Problems and tasks
[1] In the Rabi-Ribi review, replace "Metroidvania" with "action platformer" and write out the passage between "Rabi-Ribi is a" and "like the plague.", inclusive.
[2] Condense the paragraph of the Rabi-Ribi review that begins "Right from the very start" into a shorter version that keeps its main facts.
[3] Answer these questions using the Rabi-Ribi review:
(a) Who is listed as the publisher?
(b) How many difficulty modes are available from the start?
(c) What character does the player control?

Supplied text

>> START

Rabi-Ribi is a Metroidvania with strong Bullet Hell elements at its core, so I must admit that while I consider myself a huge fan of the former type of games, I’ve always avoided the latter like the plague.

Steam: Released
Type: Single-player
Genre: Metroidvania, Bullet Hell
Developer: CreSpirit, GemaYue
Publisher: Sekai Project
Release date: 28 Jan, 2016

Right from the very start, there are four different difficulty modes available, which should make things a lot easier on people who’re new to bullet hells, like me, while also allowing to keep things fairly challenging for veterans of that genre. With that said, I’m glad that Rabi-Ribi offers so much in terms of customizing the difficulty to fit each person’s own prowess, mostly because, as much as the game looks cute, it is fairly challenging and the Bullet Hell tag on the Store might scare some people off.

In terms of story, the game has a predominant mysterious tone, at least during the first hours of the game, as you try to get your bearings around what’s happening and you slowly start putting two and two together and formulating your own theories about what is really going on. You play as Erina, a bunny who has seemingly transformed into a human, and this is where the game’s plot really takes off and propels itself in order to get the player to chase after whatever is happening on this world. The narrative’s progression did feel like it was a bit slow though, when compared to the actual gameplay, as there were a few times where I was just exploring the game world, doing things, and there wasn’t really anything new happening despite the fact that I was actually progressing in terms of the game itself.

>> END

Part of a data file
>> START

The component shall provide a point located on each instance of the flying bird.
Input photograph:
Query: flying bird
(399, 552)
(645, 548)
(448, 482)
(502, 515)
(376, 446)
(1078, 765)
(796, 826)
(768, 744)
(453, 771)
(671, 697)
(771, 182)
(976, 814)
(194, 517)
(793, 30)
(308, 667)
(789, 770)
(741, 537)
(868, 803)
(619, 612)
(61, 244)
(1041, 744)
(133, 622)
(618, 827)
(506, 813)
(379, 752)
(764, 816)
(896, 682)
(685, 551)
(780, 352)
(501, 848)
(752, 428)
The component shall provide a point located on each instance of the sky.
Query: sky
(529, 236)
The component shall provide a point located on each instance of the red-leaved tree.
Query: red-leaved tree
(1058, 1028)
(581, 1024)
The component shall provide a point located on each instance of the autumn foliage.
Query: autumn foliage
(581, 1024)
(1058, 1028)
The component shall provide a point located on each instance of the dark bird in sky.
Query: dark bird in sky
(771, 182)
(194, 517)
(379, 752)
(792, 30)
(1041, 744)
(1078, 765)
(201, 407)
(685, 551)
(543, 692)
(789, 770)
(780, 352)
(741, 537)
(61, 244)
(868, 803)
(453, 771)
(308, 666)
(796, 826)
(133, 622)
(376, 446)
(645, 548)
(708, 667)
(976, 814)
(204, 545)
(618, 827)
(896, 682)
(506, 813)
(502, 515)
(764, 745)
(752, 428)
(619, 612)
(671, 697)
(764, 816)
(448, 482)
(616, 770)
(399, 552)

>> END

Full answers
[1]
Rabi-Ribi is a action platformer with strong Bullet Hell elements at its core, so I must admit that while I consider myself a huge fan of the former type of games, I’ve always avoided the latter like the plague.

[2] Rabi-Ribi offers four difficulty modes from the start. This helps bullet hell newcomers and still challenges veterans of the genre. The reviewer welcomes these options because the game is fairly challenging despite its cute look, and its Bullet Hell tag might scare some players off.

[3]
(a) Sekai Project
(b) Four
(c) Erina, a bunny who has seemingly transformed into a human